Please retype the records below, from their first line up to and including the line with "[3, 201, 85, 210]". Leave the pictures out of your copy.

***

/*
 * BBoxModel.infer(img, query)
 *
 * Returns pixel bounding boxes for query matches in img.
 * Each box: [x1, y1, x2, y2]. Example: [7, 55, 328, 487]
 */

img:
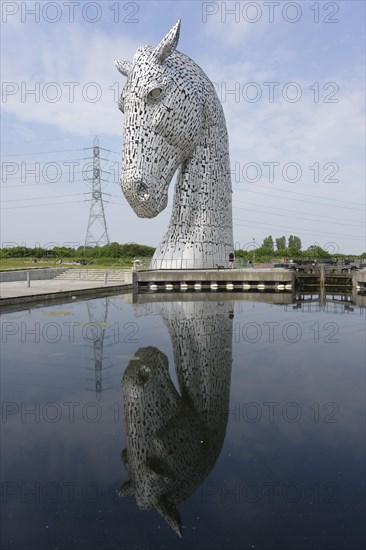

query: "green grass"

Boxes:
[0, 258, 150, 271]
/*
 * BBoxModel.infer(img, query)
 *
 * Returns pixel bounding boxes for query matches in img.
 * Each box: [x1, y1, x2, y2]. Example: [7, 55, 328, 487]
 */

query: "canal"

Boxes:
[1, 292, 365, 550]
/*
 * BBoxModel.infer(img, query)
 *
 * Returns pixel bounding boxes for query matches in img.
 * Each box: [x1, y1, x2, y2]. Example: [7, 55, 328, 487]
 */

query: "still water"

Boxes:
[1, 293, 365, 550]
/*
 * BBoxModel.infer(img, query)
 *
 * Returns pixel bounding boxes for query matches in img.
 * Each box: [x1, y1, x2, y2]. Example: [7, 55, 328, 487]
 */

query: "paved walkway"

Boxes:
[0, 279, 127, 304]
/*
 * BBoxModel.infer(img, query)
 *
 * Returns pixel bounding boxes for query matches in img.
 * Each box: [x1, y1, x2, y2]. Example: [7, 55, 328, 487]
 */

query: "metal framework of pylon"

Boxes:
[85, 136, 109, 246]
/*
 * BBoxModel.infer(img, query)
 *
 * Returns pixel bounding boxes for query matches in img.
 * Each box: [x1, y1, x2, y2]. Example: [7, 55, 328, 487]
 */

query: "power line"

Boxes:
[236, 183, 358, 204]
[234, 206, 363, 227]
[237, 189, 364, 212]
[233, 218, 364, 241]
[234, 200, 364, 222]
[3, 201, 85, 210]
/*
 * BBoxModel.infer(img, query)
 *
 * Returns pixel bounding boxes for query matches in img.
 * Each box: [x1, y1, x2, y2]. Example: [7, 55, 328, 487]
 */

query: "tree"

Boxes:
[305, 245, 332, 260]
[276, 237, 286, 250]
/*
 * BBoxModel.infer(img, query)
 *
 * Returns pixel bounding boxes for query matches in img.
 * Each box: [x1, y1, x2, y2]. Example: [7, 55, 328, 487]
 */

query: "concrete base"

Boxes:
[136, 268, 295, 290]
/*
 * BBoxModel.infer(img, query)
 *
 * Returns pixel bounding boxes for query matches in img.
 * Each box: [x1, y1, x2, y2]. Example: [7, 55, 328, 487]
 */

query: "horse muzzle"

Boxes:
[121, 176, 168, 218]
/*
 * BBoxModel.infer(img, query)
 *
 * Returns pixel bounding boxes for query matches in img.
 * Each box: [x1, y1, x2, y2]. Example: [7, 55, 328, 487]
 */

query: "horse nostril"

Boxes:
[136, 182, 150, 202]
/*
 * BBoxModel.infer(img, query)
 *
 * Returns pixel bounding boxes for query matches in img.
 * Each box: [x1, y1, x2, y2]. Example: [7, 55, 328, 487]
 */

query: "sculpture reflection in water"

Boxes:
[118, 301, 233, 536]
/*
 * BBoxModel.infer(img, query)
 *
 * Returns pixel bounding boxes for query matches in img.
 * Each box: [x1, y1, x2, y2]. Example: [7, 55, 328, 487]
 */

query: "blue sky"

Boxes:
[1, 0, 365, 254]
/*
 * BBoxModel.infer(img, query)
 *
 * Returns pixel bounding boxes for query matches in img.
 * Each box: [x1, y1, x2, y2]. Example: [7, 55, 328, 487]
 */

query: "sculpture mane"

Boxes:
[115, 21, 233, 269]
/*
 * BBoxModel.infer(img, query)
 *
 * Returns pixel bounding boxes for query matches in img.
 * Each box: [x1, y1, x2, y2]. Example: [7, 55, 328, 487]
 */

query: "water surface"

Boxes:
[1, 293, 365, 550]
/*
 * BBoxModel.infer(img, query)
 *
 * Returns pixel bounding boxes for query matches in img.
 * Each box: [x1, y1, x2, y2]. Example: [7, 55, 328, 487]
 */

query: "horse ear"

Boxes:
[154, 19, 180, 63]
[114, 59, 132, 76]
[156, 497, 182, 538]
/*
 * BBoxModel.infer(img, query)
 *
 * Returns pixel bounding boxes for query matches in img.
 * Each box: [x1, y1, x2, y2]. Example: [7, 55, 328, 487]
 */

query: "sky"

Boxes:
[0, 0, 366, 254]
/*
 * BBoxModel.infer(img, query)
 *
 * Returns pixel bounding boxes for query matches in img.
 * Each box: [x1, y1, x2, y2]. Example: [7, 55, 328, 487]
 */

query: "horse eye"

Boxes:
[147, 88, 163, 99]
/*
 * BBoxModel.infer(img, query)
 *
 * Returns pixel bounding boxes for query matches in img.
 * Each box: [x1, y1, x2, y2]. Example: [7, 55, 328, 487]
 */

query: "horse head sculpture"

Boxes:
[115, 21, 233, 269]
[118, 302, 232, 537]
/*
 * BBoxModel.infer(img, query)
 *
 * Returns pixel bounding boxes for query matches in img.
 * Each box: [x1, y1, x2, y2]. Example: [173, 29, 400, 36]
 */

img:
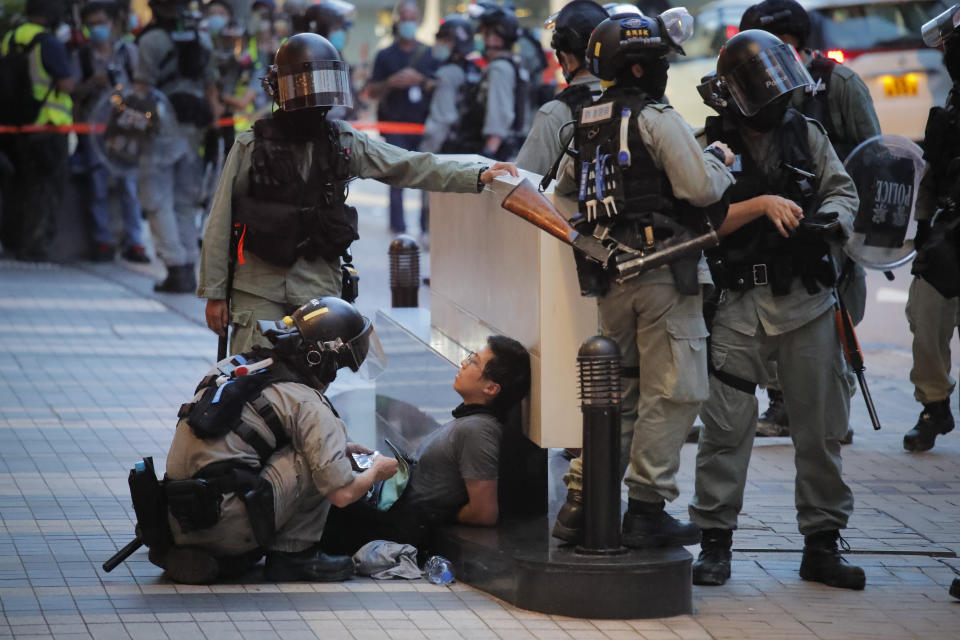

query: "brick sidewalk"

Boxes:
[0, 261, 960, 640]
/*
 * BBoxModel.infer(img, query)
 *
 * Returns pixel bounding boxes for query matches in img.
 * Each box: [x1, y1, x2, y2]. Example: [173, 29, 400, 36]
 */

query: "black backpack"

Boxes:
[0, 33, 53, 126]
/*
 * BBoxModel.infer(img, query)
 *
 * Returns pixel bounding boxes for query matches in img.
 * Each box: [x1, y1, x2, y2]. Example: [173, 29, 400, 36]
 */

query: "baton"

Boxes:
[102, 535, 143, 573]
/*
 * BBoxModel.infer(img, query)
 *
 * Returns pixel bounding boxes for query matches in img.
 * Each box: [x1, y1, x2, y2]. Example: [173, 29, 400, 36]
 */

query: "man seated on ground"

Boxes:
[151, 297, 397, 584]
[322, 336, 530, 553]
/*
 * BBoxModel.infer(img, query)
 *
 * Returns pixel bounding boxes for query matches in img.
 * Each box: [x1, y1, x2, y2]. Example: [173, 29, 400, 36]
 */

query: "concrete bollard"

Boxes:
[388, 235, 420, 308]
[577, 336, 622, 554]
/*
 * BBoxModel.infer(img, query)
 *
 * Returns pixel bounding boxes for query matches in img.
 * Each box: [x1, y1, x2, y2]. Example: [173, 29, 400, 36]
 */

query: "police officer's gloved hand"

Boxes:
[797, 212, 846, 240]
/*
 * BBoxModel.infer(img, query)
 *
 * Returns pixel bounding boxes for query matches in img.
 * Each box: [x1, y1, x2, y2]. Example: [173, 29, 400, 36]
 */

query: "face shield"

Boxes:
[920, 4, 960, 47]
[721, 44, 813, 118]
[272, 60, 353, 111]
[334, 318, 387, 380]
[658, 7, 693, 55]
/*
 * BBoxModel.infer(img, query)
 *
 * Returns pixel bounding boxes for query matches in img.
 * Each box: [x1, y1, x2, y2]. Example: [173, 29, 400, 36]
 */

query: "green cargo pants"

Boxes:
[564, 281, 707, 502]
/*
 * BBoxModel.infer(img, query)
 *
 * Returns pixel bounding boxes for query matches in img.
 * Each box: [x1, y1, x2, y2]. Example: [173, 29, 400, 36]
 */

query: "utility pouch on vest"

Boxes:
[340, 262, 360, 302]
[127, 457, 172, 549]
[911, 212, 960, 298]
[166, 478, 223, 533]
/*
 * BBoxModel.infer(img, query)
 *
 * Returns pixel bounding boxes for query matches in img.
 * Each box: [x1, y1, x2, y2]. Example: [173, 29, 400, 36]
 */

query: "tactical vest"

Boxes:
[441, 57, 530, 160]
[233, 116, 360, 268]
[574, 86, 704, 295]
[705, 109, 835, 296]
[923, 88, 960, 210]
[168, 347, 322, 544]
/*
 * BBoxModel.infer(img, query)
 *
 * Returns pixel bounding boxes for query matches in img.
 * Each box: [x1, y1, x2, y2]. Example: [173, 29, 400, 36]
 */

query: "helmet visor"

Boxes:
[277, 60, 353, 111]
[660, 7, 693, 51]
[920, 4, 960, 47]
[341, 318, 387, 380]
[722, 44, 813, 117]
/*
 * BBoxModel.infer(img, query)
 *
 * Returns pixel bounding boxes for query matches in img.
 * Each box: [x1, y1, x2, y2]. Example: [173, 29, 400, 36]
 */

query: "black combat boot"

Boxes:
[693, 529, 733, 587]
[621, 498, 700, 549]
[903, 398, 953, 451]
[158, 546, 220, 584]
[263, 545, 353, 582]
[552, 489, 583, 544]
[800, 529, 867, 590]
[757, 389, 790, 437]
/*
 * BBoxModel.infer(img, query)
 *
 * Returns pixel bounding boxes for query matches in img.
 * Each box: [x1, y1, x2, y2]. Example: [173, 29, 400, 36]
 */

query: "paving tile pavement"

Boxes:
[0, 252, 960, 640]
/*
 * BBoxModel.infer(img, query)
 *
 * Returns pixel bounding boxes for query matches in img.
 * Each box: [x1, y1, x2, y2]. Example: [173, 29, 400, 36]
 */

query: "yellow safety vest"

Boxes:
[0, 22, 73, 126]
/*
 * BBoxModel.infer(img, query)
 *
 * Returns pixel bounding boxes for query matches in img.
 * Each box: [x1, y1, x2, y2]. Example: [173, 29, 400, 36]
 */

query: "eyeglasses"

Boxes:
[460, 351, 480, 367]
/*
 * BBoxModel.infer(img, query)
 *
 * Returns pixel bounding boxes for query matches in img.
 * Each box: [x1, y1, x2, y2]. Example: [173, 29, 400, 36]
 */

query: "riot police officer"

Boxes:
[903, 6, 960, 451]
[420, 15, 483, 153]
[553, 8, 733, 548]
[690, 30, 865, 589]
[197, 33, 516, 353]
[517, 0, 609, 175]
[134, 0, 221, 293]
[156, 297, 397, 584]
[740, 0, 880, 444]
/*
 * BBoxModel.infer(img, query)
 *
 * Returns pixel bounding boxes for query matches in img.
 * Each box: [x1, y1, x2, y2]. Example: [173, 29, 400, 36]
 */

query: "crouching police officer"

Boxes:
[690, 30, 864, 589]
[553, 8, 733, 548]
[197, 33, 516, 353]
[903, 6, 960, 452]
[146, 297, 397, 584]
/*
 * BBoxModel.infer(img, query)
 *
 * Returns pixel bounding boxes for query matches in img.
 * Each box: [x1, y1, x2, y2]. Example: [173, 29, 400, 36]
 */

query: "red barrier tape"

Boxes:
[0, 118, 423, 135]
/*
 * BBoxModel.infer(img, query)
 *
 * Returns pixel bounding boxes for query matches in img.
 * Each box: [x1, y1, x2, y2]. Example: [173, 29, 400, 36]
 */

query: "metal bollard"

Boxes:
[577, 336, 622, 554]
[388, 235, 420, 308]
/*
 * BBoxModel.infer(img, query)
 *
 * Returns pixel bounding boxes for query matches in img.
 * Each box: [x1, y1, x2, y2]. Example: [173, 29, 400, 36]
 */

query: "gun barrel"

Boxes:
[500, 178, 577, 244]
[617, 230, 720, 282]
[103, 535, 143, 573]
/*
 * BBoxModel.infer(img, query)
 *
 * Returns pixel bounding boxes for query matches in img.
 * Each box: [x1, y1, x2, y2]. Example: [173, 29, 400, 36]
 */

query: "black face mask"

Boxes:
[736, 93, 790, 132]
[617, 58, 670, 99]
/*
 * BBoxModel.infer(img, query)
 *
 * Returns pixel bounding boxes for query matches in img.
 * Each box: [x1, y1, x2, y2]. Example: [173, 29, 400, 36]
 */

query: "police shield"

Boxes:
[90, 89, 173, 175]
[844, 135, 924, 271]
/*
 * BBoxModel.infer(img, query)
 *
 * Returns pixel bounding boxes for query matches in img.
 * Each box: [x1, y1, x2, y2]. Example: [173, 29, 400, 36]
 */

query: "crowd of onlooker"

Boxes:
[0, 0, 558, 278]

***

Expected output:
/*
 * BBoxModel.infer(img, query)
 *
 * Returns pixel bounding boxes for query matches in img.
 * Each box: [x1, y1, x2, y2]. Example: [7, 55, 328, 487]
 */

img:

query: "green grass"

Boxes:
[0, 258, 150, 271]
/*
 * BBoxModel.infer(img, query)
 *
 * Returns pixel bounding boxes for query matches in img.
 * Each box: [x1, y1, x2, y2]. Example: [7, 55, 328, 487]
 */

query: "canal"

Boxes:
[1, 292, 365, 550]
/*
 * BBoxModel.infer(img, query)
 *
 * Returns pixel bounding boxes for query matches in img.
 * Each box: [x1, y1, x2, y2]. Example: [7, 55, 328, 487]
 */

query: "still water"

Boxes:
[1, 293, 365, 550]
/*
 * BBoxModel.infer(img, query)
 *
 * Returns pixel bounding boxes for query matches in img.
 * Each box: [x1, y1, x2, y2]. Example: [7, 55, 328, 487]
 */

query: "paved walkway"

Boxes:
[0, 279, 127, 304]
/*
 * BBoxModel.infer(img, query)
 *
 * Returns pixel bounding boxes for query matches in img.
 * Each box: [x1, y1, x2, y2]. Example: [7, 55, 328, 487]
 */

query: "metal framework of pylon"

Boxes:
[85, 136, 109, 246]
/*
 * BBoxModel.infer(img, query)
 *
 * Returns pixel bounding boxes for query matches in img.
 * Each box: [x1, y1, x2, y2]. Example: [7, 55, 328, 487]
 */

query: "power line"

Boxes:
[236, 183, 358, 204]
[234, 206, 363, 227]
[237, 189, 364, 212]
[233, 218, 364, 241]
[234, 200, 364, 222]
[3, 201, 85, 210]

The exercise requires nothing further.